## Exercise aim:
Locate each line in the listing below that contains the string "target" and copy every such line in full.
# # #
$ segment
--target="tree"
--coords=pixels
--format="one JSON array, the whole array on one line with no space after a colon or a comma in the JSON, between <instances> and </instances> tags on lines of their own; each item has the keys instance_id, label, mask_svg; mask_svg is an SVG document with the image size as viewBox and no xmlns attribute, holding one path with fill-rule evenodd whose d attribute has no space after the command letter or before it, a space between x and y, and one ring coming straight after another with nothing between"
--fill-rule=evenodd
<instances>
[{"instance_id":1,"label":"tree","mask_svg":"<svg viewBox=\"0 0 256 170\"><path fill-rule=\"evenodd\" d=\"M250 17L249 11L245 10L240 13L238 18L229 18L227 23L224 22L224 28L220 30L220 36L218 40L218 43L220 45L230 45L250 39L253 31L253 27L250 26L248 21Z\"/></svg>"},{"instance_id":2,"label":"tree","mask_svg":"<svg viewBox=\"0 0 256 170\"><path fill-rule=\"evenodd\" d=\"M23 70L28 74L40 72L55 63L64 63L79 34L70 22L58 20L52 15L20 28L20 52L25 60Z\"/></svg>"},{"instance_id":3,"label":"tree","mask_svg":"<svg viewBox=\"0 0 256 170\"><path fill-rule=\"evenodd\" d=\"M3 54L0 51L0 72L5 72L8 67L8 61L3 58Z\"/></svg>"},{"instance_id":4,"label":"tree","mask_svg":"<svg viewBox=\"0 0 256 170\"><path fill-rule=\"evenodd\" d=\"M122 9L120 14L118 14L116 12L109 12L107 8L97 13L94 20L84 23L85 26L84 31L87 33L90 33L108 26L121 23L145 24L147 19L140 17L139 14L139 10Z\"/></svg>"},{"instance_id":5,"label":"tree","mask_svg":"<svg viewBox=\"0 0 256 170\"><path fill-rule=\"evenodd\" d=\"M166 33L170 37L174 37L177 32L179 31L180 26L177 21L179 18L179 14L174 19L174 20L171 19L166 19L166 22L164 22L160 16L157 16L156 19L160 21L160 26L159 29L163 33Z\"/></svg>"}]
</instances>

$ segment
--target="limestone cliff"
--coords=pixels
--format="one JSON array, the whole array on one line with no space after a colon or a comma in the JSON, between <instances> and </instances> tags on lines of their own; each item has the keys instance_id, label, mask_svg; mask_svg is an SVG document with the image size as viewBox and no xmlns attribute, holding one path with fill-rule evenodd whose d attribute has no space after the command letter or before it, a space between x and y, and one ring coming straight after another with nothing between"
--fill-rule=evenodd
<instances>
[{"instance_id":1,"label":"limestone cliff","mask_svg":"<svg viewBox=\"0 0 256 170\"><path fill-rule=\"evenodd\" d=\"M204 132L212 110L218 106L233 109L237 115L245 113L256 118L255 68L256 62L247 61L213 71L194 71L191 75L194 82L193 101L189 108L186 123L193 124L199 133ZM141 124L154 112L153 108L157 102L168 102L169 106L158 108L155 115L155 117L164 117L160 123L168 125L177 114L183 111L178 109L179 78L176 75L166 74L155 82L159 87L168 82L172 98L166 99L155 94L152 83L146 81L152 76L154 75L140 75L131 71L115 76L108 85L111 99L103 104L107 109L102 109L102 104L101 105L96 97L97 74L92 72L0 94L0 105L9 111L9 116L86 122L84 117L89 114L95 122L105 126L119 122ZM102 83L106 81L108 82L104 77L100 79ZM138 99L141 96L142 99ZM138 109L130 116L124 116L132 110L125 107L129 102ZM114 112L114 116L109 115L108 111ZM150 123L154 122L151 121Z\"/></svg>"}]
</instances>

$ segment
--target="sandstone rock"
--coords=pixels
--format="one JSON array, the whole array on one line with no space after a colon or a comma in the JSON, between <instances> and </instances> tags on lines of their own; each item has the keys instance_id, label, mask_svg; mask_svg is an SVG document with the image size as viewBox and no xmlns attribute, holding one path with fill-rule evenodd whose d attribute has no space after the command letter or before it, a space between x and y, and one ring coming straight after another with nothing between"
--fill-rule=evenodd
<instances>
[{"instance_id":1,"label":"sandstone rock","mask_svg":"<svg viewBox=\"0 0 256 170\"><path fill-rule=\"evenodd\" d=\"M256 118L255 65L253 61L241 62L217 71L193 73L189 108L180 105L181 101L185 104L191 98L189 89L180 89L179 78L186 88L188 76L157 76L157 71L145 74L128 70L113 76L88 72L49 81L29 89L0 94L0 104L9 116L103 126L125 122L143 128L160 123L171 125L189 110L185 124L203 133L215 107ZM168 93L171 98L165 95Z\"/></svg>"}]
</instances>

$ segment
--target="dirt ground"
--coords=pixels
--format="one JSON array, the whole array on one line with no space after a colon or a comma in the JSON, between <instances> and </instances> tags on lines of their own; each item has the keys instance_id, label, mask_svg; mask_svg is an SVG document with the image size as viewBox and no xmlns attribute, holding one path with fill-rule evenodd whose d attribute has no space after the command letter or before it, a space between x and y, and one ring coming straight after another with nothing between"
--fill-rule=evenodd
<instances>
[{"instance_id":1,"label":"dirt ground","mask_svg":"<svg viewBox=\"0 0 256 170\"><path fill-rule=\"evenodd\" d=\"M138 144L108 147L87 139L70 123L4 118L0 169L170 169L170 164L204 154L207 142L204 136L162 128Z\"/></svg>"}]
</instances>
# # #
## Output for this task:
--target="tree"
--target="limestone cliff"
--target="sandstone rock"
--target="dirt ground"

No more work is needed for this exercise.